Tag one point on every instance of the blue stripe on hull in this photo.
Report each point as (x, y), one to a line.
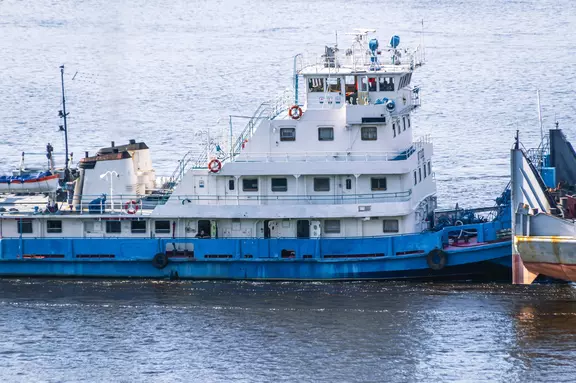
(132, 259)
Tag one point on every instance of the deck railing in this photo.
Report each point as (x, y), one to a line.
(298, 198)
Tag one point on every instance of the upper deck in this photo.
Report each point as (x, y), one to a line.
(366, 55)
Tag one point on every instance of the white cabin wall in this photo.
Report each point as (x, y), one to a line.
(124, 184)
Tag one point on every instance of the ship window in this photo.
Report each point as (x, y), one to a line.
(325, 134)
(321, 184)
(316, 84)
(279, 184)
(390, 226)
(386, 84)
(113, 227)
(332, 226)
(138, 227)
(378, 183)
(350, 84)
(287, 134)
(53, 226)
(162, 227)
(369, 133)
(24, 226)
(250, 184)
(333, 84)
(363, 84)
(372, 84)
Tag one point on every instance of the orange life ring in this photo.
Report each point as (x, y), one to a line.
(295, 112)
(215, 165)
(131, 207)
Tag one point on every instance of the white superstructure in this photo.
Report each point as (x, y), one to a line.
(343, 163)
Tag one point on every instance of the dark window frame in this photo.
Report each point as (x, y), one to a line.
(378, 181)
(250, 188)
(160, 230)
(281, 188)
(320, 188)
(137, 230)
(390, 230)
(367, 131)
(25, 226)
(325, 128)
(53, 230)
(113, 227)
(293, 130)
(332, 230)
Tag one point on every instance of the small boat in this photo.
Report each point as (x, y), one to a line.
(41, 182)
(328, 182)
(544, 203)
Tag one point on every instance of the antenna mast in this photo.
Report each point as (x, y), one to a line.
(62, 113)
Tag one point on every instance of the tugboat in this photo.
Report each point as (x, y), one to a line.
(326, 183)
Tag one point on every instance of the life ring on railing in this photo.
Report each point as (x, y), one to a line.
(295, 112)
(215, 165)
(131, 207)
(436, 259)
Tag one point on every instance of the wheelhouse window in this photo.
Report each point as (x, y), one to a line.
(325, 134)
(53, 226)
(372, 85)
(138, 227)
(316, 84)
(287, 134)
(162, 227)
(113, 227)
(279, 184)
(386, 84)
(378, 184)
(390, 226)
(24, 226)
(363, 84)
(250, 184)
(321, 184)
(333, 84)
(332, 226)
(369, 133)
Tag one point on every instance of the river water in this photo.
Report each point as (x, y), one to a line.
(125, 331)
(160, 71)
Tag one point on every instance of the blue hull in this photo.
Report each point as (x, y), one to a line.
(399, 257)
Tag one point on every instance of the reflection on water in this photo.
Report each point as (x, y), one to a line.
(245, 331)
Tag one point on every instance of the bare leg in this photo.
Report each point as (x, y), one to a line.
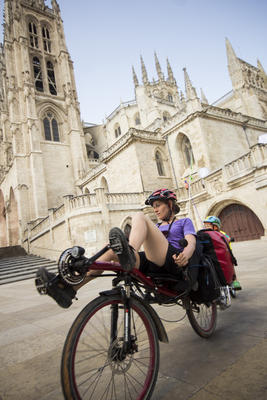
(108, 256)
(145, 232)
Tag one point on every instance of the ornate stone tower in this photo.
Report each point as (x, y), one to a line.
(249, 85)
(42, 145)
(158, 99)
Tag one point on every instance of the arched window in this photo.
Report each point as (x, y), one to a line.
(117, 130)
(51, 78)
(46, 39)
(166, 116)
(187, 152)
(37, 72)
(159, 163)
(137, 119)
(170, 98)
(50, 127)
(33, 35)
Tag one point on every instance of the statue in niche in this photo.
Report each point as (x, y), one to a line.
(9, 156)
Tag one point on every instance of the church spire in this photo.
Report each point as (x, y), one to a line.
(158, 68)
(189, 89)
(170, 73)
(136, 83)
(203, 97)
(231, 56)
(144, 73)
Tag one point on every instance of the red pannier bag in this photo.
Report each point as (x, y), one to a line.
(216, 247)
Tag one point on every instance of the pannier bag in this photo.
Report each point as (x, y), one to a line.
(216, 247)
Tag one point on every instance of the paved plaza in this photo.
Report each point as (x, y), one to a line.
(232, 364)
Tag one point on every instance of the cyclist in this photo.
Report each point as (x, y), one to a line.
(162, 251)
(214, 223)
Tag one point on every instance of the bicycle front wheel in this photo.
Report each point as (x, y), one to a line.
(203, 318)
(94, 366)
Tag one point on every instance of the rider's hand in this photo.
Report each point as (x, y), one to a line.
(181, 259)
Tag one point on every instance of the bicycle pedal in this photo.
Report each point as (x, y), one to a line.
(115, 245)
(41, 286)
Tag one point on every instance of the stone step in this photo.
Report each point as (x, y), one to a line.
(19, 268)
(19, 271)
(8, 267)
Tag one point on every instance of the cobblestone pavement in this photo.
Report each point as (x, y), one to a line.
(231, 364)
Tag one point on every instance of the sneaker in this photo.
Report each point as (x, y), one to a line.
(62, 295)
(236, 285)
(125, 252)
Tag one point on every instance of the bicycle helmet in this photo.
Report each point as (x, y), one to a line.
(213, 220)
(161, 194)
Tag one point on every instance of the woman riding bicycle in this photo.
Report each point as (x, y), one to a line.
(162, 251)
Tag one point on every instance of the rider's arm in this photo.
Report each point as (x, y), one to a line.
(182, 259)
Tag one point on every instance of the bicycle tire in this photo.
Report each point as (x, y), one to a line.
(87, 369)
(232, 292)
(203, 318)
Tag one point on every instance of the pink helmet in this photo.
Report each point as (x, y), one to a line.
(161, 194)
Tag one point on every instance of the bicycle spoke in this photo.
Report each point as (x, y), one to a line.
(102, 367)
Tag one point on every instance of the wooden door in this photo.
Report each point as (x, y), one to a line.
(241, 223)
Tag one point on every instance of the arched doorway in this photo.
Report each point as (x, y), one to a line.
(241, 223)
(3, 236)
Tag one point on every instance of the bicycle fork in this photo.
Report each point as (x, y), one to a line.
(127, 340)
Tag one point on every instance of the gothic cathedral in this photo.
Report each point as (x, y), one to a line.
(63, 182)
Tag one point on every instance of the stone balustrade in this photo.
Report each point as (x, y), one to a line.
(245, 164)
(40, 227)
(84, 200)
(59, 212)
(125, 198)
(256, 159)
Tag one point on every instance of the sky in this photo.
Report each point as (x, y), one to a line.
(105, 39)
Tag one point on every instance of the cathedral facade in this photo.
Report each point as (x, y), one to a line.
(64, 182)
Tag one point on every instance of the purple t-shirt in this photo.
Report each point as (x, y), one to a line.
(178, 230)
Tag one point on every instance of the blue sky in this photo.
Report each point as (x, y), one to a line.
(105, 38)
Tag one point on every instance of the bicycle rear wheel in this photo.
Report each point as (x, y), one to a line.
(94, 368)
(203, 318)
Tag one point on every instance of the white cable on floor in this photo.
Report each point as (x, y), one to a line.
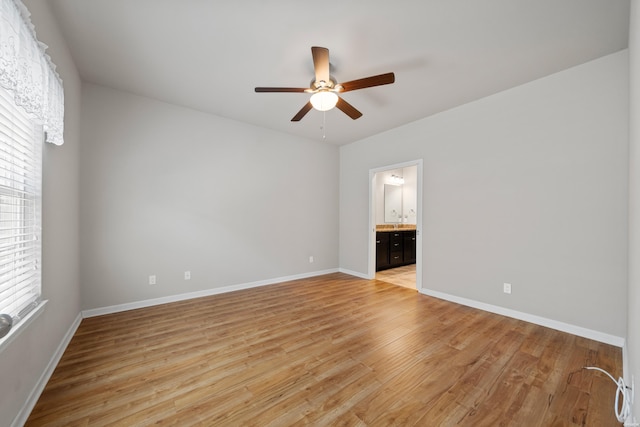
(623, 412)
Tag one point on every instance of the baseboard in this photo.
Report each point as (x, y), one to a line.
(542, 321)
(198, 294)
(353, 273)
(30, 403)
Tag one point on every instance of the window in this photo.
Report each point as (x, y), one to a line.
(21, 141)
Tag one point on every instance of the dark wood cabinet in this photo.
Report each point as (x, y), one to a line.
(382, 251)
(395, 248)
(409, 247)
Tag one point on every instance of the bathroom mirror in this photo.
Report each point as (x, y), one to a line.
(392, 203)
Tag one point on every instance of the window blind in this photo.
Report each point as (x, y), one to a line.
(20, 209)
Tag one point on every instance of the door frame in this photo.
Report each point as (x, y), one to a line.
(372, 218)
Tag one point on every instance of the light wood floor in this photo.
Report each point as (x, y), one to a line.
(330, 350)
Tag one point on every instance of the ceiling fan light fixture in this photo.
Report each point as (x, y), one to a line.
(324, 100)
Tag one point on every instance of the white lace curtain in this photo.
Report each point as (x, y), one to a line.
(27, 71)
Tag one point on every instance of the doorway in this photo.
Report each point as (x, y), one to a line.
(395, 212)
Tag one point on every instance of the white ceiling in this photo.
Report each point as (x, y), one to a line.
(209, 55)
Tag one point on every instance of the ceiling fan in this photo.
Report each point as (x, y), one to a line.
(325, 89)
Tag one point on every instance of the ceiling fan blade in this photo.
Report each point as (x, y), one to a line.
(280, 89)
(379, 80)
(303, 111)
(348, 109)
(321, 63)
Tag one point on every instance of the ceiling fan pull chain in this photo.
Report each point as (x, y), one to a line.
(324, 124)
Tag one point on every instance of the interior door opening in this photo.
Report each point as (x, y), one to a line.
(395, 224)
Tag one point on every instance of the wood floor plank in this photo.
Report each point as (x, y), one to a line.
(328, 350)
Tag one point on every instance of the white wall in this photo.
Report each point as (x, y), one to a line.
(632, 366)
(528, 186)
(165, 189)
(24, 361)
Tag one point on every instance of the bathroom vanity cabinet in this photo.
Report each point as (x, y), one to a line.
(395, 248)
──────
_Objective:_
Please copy word for word the lines that begin with the one containing "Tag one point on every instance of the bathroom vanity" and continue through the final line above, both ends included.

_Written response:_
Tag one point on every instance of the bathroom vanity cabinet in this photo.
Report each point as (x, y), one to a line.
(395, 248)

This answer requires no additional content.